Passage shown
....

End of Year Tax Planning Tips | moneyfacts.co.uk

Moneyfacts.co.uk will never contact you by phone to sell you any financial product. Any calls like this are not from Moneyfacts. Emails sent by Moneyfacts.co.uk will always be from news@moneyfacts-news.co.uk. Be Scamsmart.

Advertisement

Michael Brown

Content Writer
Published: 26/03/2022

Article written by Kellands Hale, our preferred independent advice firm.

This article is not intended to be financial advice to any individual. The views expressed are those of the author and Moneyfacts.co.uk does not endorse the content.

With the end of the tax year fast approaching, there may still be time to review your tax and financial affairs to make sure you have optimised all your tax allowances and tax planning opportunities. So here are a few things to look at before the start of the new tax year on 6 April 2022.

Individual Savings Accounts (ISAs)

One of the first things to do, if you can, is to make sure you have used your ISA allowance. For the year 2021-22, this is £20,000 and is a good way to invest for the long-term. If you are looking to help the children in your life, you can also invest up to £9,000 per child into a Junior ISA.

Investing in an ISA makes sense as going forward any future returns are free of income tax, capital gains tax and dividend tax. However, don’t delay, as if you don’t use your allowance before the end of the tax year, it is lost forever.

If you have money available to invest, do not require access to the monies in the long term, and you are actively saving for retirement, then a pension contribution will be more tax-efficient than adding monies to an ISA. 

Pension contributions

Personal pension contributions can impact your overall taxable income. A pension is still one of the best ways of saving for retirement, as you get tax relief on the money you put into your pension pot up to 100% of your earnings or a maximum of £40,000 (whichever is less). For higher earners, the maximum may be restricted to £4,000, depending on your total taxable income. Because of this, you should look to pay in as much as you can afford on a regular basis. 

Depending on how the contribution is made, a personal contribution has the added benefit of reducing your taxable earnings by the gross amount. This can help high earners to potentially regain any lost Personal Allowance, subject to the maximum permitted contribution limit.

....

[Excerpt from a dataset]
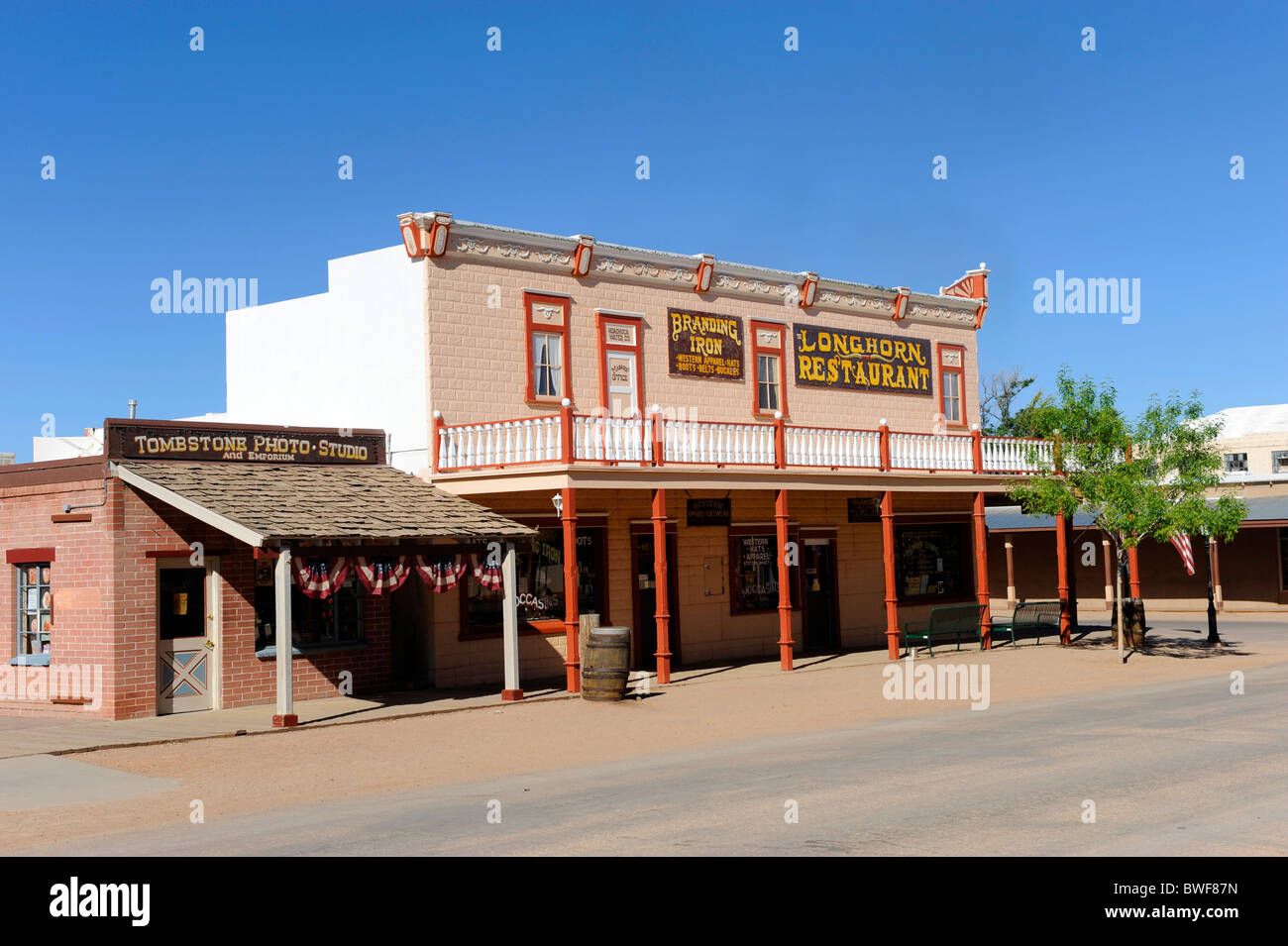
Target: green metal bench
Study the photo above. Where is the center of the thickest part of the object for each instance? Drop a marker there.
(1030, 615)
(947, 620)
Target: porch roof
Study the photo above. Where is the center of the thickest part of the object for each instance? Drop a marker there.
(263, 503)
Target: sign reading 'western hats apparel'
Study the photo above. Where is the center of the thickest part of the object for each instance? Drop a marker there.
(703, 345)
(250, 444)
(861, 361)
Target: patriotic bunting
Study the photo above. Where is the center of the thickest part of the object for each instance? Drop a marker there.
(318, 577)
(382, 575)
(439, 575)
(1186, 551)
(488, 576)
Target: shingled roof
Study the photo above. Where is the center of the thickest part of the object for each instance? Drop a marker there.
(268, 502)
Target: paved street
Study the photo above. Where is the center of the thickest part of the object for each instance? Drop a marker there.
(1181, 768)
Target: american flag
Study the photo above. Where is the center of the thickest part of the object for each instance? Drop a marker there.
(1183, 546)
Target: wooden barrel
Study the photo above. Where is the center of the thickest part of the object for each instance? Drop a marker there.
(605, 665)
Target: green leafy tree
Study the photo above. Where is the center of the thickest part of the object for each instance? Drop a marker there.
(1151, 477)
(997, 404)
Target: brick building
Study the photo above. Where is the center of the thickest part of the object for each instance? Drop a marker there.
(673, 426)
(160, 576)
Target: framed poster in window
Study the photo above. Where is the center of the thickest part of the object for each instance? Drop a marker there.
(754, 573)
(932, 563)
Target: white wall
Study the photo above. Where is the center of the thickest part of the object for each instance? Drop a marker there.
(352, 357)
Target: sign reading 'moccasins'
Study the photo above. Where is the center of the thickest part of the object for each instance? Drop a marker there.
(291, 446)
(861, 361)
(700, 344)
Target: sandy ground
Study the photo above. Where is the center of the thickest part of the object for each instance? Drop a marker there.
(259, 773)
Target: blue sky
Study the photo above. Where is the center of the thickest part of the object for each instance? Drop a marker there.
(1113, 163)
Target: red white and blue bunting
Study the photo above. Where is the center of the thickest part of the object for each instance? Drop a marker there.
(382, 575)
(488, 576)
(320, 577)
(441, 575)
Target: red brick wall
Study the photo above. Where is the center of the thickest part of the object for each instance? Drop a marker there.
(104, 602)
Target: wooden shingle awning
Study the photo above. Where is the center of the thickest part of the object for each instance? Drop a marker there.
(269, 503)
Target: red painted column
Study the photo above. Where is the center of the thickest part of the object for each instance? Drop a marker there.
(982, 571)
(572, 614)
(1133, 571)
(1216, 576)
(785, 588)
(1061, 566)
(888, 558)
(662, 613)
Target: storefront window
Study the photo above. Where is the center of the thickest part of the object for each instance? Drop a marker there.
(35, 609)
(540, 581)
(754, 573)
(932, 562)
(314, 622)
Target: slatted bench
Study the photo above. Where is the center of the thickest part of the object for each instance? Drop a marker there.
(1031, 615)
(947, 620)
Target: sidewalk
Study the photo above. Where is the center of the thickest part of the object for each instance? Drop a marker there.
(40, 735)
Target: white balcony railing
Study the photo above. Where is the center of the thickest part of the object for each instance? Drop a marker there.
(500, 443)
(832, 447)
(700, 442)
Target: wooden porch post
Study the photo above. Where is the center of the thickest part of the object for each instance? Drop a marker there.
(1061, 566)
(1109, 576)
(1133, 571)
(982, 571)
(284, 714)
(888, 558)
(661, 579)
(1216, 575)
(510, 624)
(785, 588)
(572, 615)
(1010, 575)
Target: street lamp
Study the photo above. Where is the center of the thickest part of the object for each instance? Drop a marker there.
(1214, 637)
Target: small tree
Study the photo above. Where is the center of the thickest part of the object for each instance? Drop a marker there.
(997, 396)
(1150, 477)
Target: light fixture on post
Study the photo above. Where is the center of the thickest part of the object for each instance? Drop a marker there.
(901, 302)
(706, 267)
(425, 235)
(581, 257)
(809, 289)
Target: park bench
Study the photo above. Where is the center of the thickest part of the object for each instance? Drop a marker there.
(947, 620)
(1030, 615)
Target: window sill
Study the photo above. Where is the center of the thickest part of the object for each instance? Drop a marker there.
(310, 649)
(30, 661)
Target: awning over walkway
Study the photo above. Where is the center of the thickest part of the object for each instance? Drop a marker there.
(284, 504)
(1262, 510)
(268, 503)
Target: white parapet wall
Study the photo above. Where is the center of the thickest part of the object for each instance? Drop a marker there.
(351, 357)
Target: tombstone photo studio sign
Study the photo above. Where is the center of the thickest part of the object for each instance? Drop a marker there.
(700, 344)
(245, 446)
(861, 361)
(862, 508)
(709, 511)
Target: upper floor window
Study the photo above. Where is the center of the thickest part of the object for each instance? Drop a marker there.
(771, 366)
(35, 607)
(952, 372)
(546, 331)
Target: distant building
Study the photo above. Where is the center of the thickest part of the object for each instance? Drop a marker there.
(1253, 443)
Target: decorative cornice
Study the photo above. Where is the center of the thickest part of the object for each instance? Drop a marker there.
(544, 252)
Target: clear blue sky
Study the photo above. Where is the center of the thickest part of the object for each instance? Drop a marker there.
(223, 163)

....

What this exercise asks
1. Answer these questions from the tax planning article:
(a) On what date does the new tax year start?
(b) What is the ISA allowance for 2021-22?
(c) For higher earners, to what amount may the maximum pension contribution eligible for tax relief be restricted?
2. Proceed with the tax planning article, starting after its last sentence.
None of the items is needed for the tasks.

Outputs for the tasks
1.
(a) 6 April 2022
(b) £20,000
(c) £4,000

2.
If you haven’t used all your pension allowance in one year, you can ‘carry it forward’ for the three previous tax years. This means the use-by date from the tax year 2018/19 is 5 April 2022. So now is a good time to think about topping up your pension, particularly as this money can benefit from compounding and could add a significant amount to your total pension pot in the long-term. Certain criteria must be met to utilise carry forward, and advice should be sought in the first instance.

Bear in mind, however, that the pension lifetime allowance – i.e. the limit you can build up in pension benefits over your lifetime (without incurring a tax charge) while still enjoying the full tax benefits - has been frozen at £1,073,100 until April 2026.

For limited company owners, there are tax planning opportunities to make contributions from the business. Tax relief on employer contributions is given by allowing contributions to be deducted as an expense when calculating company profits, effectively reducing profit assessed against corporation tax.  Corporation tax is 19% currently, increasing to 23% from April 2023. Employer contributions must satisfy the ‘wholly and exclusively’ requirement to receive tax relief.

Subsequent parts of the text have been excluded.